__Records provided__.
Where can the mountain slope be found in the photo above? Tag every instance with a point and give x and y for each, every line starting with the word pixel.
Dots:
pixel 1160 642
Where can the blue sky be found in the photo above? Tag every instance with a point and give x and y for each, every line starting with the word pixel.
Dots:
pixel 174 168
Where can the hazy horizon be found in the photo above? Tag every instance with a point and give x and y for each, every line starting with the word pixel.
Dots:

__Work task__. Collect every line with the string "found" from the records, and copy each.

__Exercise answer__.
Where can the mountain slope be found in the photo above? Tag every instance with a point and give x and y for each, every line starting with the word pixel.
Where can the blue sky be found in the photo above? Tag every instance with a point and give x and y for each, every line starting with the word pixel.
Where can the hazy horizon be found in the photo above? Tag every instance with a point and give x and y for each, every line starting with the word pixel.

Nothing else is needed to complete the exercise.